> Aim of the exercise
Extract, exactly as written, all lines of the material below from the line that includes "Where can the tree be" through its last line.

> Listed entries
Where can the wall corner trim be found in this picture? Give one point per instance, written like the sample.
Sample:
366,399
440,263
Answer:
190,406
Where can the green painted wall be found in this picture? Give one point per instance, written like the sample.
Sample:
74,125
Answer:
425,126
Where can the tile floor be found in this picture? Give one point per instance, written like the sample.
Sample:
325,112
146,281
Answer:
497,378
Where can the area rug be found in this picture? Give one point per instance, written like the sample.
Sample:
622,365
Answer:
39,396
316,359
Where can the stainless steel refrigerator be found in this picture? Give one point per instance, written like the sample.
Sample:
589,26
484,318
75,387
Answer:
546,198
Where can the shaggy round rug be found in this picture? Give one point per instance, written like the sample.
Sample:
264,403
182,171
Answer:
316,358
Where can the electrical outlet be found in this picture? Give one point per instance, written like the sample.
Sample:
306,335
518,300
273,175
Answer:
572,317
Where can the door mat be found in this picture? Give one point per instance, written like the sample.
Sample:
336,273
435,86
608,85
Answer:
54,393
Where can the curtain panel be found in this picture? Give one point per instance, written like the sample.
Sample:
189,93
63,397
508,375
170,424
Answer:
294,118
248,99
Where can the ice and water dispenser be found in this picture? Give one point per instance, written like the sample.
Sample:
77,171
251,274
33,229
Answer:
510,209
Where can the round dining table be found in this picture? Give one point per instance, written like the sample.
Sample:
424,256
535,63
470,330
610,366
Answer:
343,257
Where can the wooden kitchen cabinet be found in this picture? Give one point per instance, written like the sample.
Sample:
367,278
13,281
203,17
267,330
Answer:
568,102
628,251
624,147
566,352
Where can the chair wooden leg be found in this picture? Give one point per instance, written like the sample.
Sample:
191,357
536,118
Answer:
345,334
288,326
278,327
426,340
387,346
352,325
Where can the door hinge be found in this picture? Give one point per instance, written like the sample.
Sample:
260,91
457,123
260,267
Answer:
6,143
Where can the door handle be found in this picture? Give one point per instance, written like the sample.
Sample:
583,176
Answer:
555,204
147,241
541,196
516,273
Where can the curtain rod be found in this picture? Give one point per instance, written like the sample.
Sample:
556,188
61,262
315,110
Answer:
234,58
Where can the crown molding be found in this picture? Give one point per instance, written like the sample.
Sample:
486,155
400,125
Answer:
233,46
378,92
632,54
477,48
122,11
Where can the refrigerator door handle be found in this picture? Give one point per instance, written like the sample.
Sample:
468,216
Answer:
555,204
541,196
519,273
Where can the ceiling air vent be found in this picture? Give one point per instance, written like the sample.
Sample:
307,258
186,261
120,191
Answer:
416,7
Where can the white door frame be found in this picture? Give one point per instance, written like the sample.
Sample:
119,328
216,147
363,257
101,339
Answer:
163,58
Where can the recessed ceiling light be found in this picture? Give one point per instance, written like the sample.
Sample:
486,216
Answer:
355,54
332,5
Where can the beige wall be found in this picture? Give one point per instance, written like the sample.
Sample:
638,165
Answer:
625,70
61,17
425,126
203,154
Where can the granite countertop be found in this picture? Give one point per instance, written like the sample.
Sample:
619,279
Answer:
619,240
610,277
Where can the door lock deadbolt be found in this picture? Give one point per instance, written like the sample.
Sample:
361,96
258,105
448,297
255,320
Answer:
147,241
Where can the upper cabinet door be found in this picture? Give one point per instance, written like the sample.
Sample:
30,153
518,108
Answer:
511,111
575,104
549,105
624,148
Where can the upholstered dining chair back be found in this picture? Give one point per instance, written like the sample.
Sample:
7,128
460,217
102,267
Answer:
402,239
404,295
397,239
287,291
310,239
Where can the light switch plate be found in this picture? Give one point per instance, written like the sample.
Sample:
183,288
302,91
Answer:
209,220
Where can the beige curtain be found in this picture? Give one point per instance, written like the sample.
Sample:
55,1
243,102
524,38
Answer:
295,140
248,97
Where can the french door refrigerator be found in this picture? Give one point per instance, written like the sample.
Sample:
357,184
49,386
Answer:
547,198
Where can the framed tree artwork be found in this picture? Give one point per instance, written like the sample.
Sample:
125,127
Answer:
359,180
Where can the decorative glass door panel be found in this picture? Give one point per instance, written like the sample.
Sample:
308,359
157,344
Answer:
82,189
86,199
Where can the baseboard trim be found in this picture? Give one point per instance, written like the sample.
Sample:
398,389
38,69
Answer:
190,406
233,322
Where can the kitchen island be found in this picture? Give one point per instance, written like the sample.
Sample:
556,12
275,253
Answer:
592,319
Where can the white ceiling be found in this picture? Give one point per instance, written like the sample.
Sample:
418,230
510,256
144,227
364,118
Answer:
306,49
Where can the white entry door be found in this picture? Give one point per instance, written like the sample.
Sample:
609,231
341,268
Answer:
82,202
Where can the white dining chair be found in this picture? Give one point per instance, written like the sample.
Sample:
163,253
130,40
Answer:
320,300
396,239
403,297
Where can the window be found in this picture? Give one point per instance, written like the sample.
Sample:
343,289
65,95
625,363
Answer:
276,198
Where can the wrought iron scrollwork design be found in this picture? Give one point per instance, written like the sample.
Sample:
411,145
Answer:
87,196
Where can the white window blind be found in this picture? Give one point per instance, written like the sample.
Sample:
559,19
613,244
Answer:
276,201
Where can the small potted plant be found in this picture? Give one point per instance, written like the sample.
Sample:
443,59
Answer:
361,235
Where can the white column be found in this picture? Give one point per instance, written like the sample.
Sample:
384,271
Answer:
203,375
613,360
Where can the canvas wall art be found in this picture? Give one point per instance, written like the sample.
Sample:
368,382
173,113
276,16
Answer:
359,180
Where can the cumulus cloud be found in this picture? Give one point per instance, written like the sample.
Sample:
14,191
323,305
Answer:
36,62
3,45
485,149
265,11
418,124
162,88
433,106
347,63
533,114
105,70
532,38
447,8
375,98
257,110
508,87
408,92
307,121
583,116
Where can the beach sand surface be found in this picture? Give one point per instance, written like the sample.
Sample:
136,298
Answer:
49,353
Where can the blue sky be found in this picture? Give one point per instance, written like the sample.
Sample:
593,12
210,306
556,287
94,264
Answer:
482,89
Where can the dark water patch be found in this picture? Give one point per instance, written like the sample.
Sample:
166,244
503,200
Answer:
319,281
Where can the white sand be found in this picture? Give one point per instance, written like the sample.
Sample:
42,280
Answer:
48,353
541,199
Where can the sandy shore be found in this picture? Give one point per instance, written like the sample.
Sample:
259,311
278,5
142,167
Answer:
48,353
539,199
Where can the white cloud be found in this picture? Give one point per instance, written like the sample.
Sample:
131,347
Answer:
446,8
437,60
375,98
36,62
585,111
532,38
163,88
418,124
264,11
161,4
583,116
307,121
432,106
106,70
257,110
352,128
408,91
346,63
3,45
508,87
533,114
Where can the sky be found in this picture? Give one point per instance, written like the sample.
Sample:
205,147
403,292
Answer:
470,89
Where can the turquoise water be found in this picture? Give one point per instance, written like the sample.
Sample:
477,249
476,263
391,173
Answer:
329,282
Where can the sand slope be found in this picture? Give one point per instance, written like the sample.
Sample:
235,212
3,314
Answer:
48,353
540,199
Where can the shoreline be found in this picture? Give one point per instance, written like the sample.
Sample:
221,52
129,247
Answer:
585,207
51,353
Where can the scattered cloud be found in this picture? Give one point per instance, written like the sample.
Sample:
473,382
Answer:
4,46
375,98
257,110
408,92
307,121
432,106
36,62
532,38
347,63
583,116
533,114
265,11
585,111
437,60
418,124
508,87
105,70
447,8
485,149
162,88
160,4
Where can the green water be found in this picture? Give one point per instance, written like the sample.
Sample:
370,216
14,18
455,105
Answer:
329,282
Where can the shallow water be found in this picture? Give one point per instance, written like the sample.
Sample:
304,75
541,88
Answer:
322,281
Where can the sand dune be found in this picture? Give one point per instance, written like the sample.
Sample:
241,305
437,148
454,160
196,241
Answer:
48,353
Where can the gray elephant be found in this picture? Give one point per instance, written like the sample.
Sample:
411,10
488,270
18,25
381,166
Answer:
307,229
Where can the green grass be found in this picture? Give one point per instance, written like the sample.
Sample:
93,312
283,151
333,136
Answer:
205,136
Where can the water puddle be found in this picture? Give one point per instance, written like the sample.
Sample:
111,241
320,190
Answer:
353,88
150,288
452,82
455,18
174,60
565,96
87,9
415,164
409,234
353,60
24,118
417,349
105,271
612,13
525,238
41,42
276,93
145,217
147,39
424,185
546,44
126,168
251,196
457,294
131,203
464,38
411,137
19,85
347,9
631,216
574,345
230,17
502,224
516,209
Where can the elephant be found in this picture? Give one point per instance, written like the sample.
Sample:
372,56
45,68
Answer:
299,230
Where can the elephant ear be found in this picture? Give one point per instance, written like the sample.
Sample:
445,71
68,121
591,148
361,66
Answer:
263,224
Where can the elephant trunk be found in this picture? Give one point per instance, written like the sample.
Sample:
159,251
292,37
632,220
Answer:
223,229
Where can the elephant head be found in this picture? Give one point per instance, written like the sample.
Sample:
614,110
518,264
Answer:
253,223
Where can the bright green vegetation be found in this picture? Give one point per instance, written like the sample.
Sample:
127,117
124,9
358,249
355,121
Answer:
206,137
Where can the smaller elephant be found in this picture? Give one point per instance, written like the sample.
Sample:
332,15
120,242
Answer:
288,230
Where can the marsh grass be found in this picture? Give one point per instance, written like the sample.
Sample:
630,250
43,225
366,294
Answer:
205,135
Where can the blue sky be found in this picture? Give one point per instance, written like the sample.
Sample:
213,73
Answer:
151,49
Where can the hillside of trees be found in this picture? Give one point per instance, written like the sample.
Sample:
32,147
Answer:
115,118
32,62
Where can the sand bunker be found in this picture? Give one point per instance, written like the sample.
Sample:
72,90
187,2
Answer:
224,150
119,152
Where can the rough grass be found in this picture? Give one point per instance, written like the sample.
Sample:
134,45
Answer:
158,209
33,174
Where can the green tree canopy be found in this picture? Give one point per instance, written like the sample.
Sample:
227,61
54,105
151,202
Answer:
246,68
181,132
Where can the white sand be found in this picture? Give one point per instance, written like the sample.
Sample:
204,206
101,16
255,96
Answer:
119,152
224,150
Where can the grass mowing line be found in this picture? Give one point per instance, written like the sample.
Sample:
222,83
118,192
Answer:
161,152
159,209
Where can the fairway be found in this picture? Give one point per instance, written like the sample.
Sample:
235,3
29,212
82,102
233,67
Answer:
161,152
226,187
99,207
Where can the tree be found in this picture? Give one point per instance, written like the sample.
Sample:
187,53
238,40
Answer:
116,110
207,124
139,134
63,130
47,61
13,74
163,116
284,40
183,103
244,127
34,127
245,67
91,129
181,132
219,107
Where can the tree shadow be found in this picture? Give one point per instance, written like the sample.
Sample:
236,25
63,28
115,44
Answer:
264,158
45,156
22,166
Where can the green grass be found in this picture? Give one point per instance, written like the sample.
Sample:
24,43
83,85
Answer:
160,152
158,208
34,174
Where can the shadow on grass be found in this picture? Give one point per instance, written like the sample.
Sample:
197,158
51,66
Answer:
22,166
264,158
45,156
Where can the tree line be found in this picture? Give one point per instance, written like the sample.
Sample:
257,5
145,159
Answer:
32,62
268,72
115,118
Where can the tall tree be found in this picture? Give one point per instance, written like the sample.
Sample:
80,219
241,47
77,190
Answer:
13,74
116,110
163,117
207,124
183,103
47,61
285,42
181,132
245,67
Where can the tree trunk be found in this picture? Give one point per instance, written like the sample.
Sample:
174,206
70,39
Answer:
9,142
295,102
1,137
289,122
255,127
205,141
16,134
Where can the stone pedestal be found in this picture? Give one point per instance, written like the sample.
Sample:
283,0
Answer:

> Response to this task
Where can the tree be found in this picture? Give one point per instance, written like the sample.
Sample:
187,53
238,40
Answer:
116,110
207,124
139,134
63,130
47,61
13,74
163,116
284,40
183,103
244,127
34,127
245,67
91,129
181,132
219,107
Where can the tree shadow be found in this picture? Give one point per instance, written like the sample.
Sample:
236,25
63,28
115,44
Answer:
264,158
45,156
22,166
Where can the green grass be found in this picture? Give one point per instance, written like the sample.
Sample:
24,43
83,85
Answer:
160,152
158,208
34,174
Where can the shadow on grass be found in this picture? Give one point per instance, written like the sample.
Sample:
197,158
51,66
Answer:
22,166
264,158
45,156
Where can the tree line be found in this picture? Give one point per instance, written like the sample.
Sample:
257,5
145,159
Answer:
32,62
268,72
115,118
Where can the tall tree be found in this picture? Give one point per instance, written like the sample.
Sample:
80,219
241,47
77,190
Answer:
13,74
116,110
163,117
207,124
183,103
47,61
285,42
181,132
245,67
Where can the tree trunk be found in this picture? Give one point per instance, written like the sample.
Sample:
174,206
70,39
Answer:
9,142
295,102
1,137
289,122
255,127
205,141
16,134
Where can the stone pedestal be found in this picture? Give one point per instance, written like the sample.
Sample:
283,0
Answer:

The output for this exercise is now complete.